_Problem to work on_. Look at the entries below and reproduce them exactly.
Segment Start: Listed records
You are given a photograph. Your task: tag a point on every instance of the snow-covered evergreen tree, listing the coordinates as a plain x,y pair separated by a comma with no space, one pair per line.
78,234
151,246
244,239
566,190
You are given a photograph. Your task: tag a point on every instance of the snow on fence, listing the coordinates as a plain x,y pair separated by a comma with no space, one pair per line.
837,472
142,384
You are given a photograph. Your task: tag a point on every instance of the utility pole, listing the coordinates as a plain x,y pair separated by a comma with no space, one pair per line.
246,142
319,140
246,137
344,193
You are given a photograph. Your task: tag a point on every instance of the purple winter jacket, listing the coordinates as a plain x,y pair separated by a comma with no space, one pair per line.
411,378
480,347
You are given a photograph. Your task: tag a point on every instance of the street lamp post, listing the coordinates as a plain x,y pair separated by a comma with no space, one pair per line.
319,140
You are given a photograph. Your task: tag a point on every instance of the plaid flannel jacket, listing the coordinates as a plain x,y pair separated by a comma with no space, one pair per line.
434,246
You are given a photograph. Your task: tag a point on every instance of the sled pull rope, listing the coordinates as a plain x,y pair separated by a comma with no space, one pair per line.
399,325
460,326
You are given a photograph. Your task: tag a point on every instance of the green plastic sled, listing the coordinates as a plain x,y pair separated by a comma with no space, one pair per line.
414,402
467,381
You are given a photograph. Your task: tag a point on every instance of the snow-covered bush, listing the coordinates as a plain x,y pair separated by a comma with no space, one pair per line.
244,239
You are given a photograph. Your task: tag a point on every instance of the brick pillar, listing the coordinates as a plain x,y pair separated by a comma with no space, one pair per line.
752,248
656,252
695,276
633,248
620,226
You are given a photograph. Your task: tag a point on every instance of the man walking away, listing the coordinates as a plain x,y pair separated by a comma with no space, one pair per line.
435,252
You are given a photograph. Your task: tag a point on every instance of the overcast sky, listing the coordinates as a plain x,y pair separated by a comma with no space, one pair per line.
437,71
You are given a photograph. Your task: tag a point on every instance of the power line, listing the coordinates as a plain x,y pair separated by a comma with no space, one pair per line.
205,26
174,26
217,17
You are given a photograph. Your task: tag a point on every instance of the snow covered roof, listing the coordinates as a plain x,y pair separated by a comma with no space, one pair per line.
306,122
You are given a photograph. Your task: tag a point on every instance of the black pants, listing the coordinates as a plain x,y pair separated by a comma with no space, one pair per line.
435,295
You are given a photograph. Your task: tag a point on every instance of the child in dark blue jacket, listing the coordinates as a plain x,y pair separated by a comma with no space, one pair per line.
Segment End: Listed records
_Task output_.
You are given a photograph. Your task: tag a point on every instance of the snow-covered evergreen tree, listing the coordinates as a plain x,y pair separated by a comma with no space, one pair per line.
78,234
151,246
244,239
566,190
You are given a photograph. Your task: tag a point on every instance of the snow on fence, listing the coordinates as a plain x,y pair separated by a comma with no space, one pair per line.
837,472
142,384
You are given a photograph. Your task: tag a point on every instance of the utility pole, listing the coordinates as a plain x,y pair separated by a comma with no space, one pair per line.
246,142
319,140
246,137
344,193
You are given a photograph. Your task: tag a point on every instance of the purple winter jacket, listing the coordinates as a plain x,y pair separated by a comma with no space, one pair per line.
411,378
480,347
You are given a photograph. Your task: tag a point on every instance of the street lamp post, listing the coordinates as a plain x,y pair separated by a comma with no space, one pair per line.
319,140
You are given a photograph. Your task: tag a point on every instance of the plaid flannel jacket, listing the coordinates as a plain x,y pair separated by a comma with no space, one pair per line.
434,246
You are given a photograph. Your task: tag a point on every instance of the sled pull rope, listing the coordinates as a plain x,y pair separated by a comma with no space, one pair per line.
399,325
460,326
You are given a photograph. Your task: tag a point on every instance of the green plastic sled, listing the coordinates as a plain x,y pair separated by a comma with no space, one pair per line.
414,402
467,381
You are given a photograph. Your task: tag a point on every instance of the snow-covered bush, listing the coordinates as a plain x,y pair separated by a comma with no space, one pair per line.
244,239
You are given a photograph. Your task: tag a point on every instance of the brick pillar, listing the coordinates as a plain x,y pair separated by a comma with no space, one pair per line.
752,248
656,252
695,276
633,248
620,226
You are given a photograph. Your task: tag a point on every instance of the man walking away, listing the coordinates as a plain x,y pair separated by a comma with no space, one pair per line.
435,252
You are given a photograph. Your task: tag a point on every instance of the overcast sky, listing the coordinates as a plain x,y pair separated by a comma with no space, one pair per line.
437,71
You are given a photograph. Your task: tag a point on every instance of the power line, listing the coordinates as a plain x,y pair separated by a comma with no space, one pair per line.
205,26
174,26
217,17
You are given a photograph. Your task: tag a point on every instance of the snow covered roof, listing the coordinates as a plain x,y pair separated by a comma with no space, one pair per line.
306,122
You are given a photograph. Your task: tag a point on every instance of the black pants, listing the coordinates as a plain x,y pair separated by a comma with no space, one pair per line.
435,295
You are given a photograph. Your task: tag a point on every instance of the child in dark blue jacket, listing the coordinates as a plain x,y pair separated by a comma with no space, one pair per line.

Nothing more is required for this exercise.